| Exercise |
Below, copy out word for word the lines of the records from the one containing "Q: For each instance of the bare" through the one containing "x=863 y=374", both of those lines included.

== Items ==

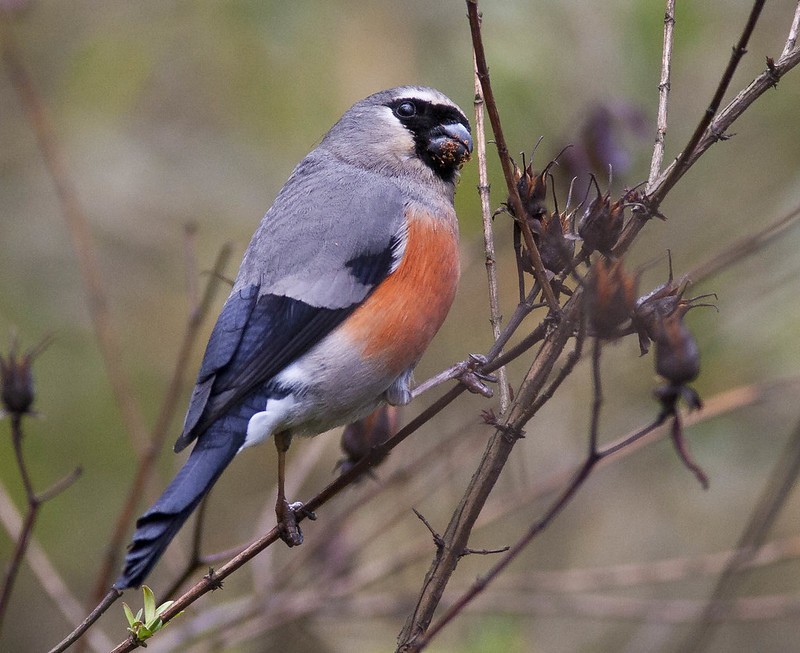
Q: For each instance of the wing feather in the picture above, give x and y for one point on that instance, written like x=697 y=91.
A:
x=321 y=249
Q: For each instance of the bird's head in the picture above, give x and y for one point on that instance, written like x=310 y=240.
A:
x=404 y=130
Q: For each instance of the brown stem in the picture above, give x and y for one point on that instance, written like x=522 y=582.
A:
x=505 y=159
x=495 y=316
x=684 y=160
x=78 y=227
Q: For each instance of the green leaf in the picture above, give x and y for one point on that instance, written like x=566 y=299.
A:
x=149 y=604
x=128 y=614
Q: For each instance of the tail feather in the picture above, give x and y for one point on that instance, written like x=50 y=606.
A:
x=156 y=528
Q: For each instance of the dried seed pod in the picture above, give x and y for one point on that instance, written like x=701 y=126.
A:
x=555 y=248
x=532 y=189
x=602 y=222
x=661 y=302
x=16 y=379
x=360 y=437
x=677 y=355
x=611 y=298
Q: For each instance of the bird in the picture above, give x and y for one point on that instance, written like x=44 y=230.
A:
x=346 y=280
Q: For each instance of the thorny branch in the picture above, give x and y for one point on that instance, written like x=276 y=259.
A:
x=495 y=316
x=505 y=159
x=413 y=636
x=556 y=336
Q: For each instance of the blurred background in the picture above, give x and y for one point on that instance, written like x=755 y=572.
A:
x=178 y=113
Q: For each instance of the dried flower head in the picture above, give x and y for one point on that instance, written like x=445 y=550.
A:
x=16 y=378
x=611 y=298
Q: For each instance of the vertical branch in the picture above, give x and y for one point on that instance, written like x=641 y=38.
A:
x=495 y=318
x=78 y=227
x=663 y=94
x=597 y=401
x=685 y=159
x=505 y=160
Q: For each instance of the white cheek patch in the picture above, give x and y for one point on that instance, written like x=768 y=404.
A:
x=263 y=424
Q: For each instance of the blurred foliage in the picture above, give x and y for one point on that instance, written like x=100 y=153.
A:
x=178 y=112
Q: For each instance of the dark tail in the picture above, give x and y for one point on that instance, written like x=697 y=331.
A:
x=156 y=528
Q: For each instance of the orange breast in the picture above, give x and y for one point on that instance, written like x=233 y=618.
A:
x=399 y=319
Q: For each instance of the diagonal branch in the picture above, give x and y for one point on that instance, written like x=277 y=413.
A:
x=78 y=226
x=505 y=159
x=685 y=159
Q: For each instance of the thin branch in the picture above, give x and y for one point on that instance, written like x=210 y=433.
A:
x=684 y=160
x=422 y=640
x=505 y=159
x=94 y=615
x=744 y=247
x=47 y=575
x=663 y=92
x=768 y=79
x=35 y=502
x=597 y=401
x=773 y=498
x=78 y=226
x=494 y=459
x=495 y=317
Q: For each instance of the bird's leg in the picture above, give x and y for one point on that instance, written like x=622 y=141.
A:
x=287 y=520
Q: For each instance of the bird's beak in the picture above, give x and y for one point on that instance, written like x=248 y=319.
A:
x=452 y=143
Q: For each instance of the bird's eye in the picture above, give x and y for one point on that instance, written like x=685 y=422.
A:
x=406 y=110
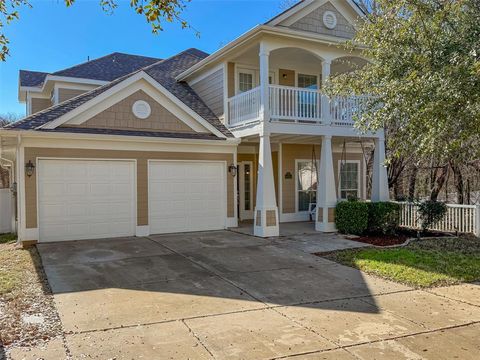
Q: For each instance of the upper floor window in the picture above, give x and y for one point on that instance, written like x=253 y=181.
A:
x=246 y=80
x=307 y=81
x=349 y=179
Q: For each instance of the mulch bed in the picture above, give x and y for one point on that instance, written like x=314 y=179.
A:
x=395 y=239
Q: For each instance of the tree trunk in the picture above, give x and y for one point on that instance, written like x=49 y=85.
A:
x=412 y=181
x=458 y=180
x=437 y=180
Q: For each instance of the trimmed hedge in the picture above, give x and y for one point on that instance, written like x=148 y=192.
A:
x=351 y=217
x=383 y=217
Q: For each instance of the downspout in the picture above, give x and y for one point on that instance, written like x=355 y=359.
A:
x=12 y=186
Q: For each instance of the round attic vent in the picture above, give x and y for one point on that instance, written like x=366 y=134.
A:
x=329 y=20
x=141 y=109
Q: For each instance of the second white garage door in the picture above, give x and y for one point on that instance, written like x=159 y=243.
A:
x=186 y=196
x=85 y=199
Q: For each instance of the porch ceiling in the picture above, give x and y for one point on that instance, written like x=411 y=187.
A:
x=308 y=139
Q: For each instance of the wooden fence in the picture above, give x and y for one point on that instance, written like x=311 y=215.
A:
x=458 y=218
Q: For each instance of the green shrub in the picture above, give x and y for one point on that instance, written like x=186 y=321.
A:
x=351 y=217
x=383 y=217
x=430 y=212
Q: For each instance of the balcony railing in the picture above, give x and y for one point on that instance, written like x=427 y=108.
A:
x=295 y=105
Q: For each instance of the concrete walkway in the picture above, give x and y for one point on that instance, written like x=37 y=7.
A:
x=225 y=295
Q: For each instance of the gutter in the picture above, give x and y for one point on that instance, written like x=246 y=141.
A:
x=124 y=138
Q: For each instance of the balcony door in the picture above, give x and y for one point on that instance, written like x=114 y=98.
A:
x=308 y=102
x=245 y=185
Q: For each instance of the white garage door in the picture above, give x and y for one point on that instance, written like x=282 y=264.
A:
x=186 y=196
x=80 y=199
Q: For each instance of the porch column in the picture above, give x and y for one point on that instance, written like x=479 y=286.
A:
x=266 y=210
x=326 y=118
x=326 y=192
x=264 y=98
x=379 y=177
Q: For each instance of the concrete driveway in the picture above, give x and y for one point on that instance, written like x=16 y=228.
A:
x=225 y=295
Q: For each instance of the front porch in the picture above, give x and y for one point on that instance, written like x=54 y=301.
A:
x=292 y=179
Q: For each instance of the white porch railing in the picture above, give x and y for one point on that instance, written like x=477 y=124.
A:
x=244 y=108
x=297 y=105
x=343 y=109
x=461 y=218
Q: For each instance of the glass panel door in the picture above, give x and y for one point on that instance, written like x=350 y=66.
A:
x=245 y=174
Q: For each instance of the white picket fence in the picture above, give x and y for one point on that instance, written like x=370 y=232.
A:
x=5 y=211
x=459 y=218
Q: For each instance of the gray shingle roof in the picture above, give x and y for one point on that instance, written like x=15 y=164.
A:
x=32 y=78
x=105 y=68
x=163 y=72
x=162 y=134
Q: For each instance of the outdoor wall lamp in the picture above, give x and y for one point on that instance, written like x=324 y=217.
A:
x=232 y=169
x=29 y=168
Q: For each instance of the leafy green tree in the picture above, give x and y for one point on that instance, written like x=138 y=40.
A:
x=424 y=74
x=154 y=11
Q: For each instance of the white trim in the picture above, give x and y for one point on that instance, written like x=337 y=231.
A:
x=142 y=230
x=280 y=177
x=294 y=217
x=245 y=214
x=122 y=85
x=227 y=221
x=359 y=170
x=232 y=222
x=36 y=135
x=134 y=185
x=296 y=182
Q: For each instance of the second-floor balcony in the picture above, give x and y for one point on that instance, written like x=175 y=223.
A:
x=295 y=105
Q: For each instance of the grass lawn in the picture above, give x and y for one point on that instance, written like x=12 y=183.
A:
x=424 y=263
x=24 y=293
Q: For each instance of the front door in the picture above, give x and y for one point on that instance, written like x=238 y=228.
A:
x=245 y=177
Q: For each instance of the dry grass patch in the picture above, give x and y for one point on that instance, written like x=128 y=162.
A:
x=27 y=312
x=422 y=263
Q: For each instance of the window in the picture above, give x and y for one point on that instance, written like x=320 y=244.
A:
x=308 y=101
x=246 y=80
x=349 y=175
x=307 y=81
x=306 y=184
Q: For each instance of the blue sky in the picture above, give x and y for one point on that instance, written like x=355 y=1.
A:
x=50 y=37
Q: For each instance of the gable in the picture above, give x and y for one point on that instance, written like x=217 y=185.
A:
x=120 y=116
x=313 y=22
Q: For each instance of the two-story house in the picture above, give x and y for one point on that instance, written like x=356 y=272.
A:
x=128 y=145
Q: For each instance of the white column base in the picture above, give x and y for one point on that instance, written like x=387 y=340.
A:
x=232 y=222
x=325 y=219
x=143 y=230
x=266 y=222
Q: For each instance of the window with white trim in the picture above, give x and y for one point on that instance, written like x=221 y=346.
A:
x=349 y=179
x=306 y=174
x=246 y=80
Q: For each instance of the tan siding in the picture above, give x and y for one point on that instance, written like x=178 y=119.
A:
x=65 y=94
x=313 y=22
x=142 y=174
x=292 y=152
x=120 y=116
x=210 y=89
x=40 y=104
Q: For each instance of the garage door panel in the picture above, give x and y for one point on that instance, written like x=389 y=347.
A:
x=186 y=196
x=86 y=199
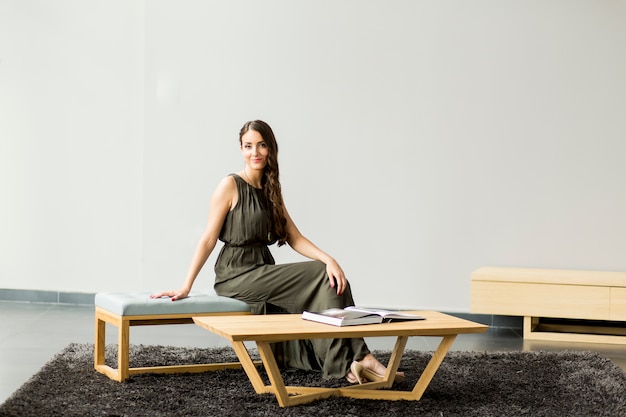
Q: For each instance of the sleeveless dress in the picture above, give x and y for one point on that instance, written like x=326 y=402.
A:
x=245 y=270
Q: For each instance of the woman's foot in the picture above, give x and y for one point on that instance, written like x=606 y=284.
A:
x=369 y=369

===
== Items ==

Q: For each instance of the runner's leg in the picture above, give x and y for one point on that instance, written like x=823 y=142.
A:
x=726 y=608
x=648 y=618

===
== Items ==

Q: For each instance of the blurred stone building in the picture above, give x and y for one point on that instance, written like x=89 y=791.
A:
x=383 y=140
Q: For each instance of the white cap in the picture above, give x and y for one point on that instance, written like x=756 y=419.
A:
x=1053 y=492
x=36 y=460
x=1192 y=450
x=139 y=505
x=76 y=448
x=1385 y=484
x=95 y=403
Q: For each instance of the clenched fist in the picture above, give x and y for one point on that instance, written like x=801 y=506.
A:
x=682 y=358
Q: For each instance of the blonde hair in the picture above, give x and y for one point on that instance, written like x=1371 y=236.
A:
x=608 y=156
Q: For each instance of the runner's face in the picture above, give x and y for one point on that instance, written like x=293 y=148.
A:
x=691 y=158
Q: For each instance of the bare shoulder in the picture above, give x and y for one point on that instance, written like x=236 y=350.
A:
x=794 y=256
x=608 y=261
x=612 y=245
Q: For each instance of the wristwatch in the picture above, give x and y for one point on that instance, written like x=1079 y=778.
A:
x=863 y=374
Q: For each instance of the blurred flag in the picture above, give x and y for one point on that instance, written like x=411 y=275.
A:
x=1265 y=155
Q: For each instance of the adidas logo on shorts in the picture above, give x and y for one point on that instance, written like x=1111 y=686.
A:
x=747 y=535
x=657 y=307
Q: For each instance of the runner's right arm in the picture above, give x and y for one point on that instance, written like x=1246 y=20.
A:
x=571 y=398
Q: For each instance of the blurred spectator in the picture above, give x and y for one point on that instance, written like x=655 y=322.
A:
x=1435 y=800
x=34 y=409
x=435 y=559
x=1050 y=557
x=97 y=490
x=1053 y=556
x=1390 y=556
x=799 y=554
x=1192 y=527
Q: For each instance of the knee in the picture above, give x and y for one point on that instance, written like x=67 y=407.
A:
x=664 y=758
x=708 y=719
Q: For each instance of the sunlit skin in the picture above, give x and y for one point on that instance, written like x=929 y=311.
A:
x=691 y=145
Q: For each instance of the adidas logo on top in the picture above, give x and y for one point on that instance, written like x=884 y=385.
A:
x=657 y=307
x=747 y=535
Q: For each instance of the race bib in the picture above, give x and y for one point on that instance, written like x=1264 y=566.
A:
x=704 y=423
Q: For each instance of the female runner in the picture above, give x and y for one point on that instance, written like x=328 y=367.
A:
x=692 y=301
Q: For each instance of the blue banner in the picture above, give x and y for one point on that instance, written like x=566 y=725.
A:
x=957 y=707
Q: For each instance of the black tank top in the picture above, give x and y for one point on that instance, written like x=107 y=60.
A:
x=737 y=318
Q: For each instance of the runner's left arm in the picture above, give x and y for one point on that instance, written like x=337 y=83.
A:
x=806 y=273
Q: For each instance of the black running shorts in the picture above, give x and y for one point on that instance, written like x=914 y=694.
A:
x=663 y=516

===

| Answer to the task |
Q: For each instance of the bare shoulder in the picture above, give x and y for one point on that instance, written like x=236 y=350.
A:
x=794 y=256
x=608 y=261
x=612 y=245
Q: For each instance of the wristwatch in the picture above, give x and y for one point on that instance, written like x=1079 y=778.
A:
x=863 y=374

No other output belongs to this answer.